● **Excerpt**
------------------------------------------------------------------------

Maybe it’s better if we just answer the question. Let’s start with steeping!

How Long to Steep Earl Grey Tea

Table of Contents

What Actually is Steeping?

Steeping extracts the compounds from tea, turning the solid tea blend into a hot liquid drink that’s full of flavour.

You can steep anything, from leaves to teabags, or even potatoes!

So, how long does Earl Grey need to steep?

It Kinda Depends

You didn’t think it would be that easy did you?

The length of time required to steep Earl Grey really depends on several factors:

  • Your Taste: A longer steep will result in a more bitter flavour, perfect for hardened tea veterans. But for children or people with more sensitive taste, you should go for a shorter steep.
  • More Caffeine: An extra minute of steeping can increase the caffeine content by 29%! So brew a bit longer for those morning kick-starters.
  • The Type of Tea: While you can easily ruin a green tea, black tea like Earl Grey is more forgiving. Especially the loose-leaf variety.
  • The Water Temperature: If you pour straight from the kettle, the near-boiling water can actually damage certain types of tea. Too cold, and you’ll need to wait hours to get any kind of flavour.

------------------------------------------------------------------------

● **Dataset**
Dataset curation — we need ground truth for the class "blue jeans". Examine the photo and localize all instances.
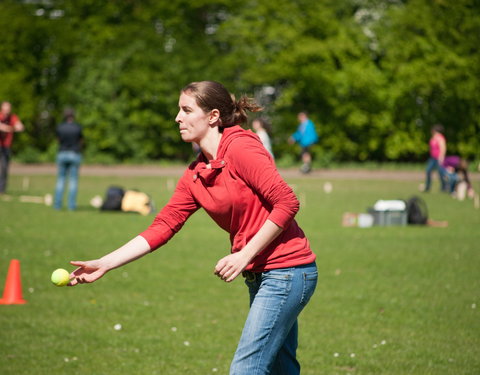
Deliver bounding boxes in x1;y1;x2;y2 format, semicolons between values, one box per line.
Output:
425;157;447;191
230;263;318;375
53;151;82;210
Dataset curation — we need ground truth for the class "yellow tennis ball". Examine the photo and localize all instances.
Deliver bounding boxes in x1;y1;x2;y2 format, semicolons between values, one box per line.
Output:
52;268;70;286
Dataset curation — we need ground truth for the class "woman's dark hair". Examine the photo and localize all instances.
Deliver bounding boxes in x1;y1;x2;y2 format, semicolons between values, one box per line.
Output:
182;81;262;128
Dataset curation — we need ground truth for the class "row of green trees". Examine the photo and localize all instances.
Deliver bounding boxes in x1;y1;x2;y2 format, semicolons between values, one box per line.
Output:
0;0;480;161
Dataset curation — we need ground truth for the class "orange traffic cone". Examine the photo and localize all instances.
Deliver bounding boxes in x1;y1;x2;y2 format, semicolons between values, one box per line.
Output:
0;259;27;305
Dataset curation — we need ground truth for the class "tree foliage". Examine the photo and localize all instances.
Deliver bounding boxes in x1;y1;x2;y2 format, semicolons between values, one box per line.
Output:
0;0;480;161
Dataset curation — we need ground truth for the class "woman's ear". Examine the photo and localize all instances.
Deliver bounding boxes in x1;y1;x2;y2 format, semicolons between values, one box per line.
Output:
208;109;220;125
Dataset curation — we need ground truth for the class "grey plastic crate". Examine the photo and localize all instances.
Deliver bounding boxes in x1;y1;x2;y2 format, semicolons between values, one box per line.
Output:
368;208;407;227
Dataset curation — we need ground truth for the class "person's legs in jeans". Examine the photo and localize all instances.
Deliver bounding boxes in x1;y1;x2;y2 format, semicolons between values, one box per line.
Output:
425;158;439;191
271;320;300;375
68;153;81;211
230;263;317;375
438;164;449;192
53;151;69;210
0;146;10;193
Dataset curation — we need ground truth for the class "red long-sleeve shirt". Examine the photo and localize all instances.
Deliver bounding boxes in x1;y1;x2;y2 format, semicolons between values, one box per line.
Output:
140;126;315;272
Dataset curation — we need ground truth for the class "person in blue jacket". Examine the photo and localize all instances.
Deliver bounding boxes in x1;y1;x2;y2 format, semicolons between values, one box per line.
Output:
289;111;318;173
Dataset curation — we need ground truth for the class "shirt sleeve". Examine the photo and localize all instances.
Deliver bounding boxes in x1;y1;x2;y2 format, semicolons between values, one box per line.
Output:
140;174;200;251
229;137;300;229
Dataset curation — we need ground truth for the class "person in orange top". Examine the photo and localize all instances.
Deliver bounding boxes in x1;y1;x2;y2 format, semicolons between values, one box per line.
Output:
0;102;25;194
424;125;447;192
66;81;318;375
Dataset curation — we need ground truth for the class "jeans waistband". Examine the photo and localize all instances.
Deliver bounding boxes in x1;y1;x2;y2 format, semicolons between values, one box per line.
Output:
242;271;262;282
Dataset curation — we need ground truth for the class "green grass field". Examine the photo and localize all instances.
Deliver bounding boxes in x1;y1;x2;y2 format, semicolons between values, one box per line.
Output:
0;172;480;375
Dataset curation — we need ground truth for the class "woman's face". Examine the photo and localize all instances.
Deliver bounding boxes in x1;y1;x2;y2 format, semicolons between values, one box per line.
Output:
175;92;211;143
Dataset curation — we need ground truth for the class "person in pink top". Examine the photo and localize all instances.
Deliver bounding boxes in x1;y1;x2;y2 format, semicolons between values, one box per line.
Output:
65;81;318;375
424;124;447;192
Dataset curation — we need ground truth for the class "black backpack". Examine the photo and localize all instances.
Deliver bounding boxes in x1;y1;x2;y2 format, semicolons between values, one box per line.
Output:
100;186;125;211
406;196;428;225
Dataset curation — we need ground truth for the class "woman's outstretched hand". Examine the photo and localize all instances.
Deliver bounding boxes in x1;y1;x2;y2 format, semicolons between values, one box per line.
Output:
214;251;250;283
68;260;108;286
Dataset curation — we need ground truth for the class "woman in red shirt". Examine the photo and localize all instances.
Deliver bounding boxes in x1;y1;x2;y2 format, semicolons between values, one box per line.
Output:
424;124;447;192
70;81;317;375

------------------------------------------------------------------------

● **Instructions**
(a) Can you extract the part of the Earl Grey steeping text between "The length of" and "the loose-leaf variety.", inclusive?
(b) Could you continue the Earl Grey steeping text from the point where it ends?
The data plays no part in this work.

● **Replies**
(a)
The length of time required to steep Earl Grey really depends on several factors:

  • Your Taste: A longer steep will result in a more bitter flavour, perfect for hardened tea veterans. But for children or people with more sensitive taste, you should go for a shorter steep.
  • More Caffeine: An extra minute of steeping can increase the caffeine content by 29%! So brew a bit longer for those morning kick-starters.
  • The Type of Tea: While you can easily ruin a green tea, black tea like Earl Grey is more forgiving. Especially the loose-leaf variety.

(b)
  • The Water Quality: Tap water is high in minerals and can be treated with chlorine. This can add its own flavour to your brew if steeped for too long. Ideally, you should use fresh filtered water.

Anyone Fancy a Cold One?

During summer you may want to consider iced Earl Grey. Steeping at room temperature will result in a less bitter flavour. Plus you’ll benefit from a higher antioxidant level.

But, I hope you’re patient. It’ll take around 10 to 12 hours to effectively cold steep.

So What’s the Answer?

Anywhere between 3 and 5 minutes should be good for a typical Earl Grey brew.

With your water at 195 degrees F (90 C).

As water boils at 212 F / 100 C, you’ll need to let your kettle rest after boiling. According to this nerd, you should wait about 2 minutes to hit that temperature sweet-spot.

But, I suggest you use some trial and error. Make sure you keep all other variables the same of course! So use exactly the same water type and temperature, but only vary the steep time.

You can clock how long you leave your Earl Grey stewing by using a phone timer. And be precise!

Increase each steep by 30 seconds, until you decide on the perfect brew-time for the you-time.

Yeh, not sure about that one.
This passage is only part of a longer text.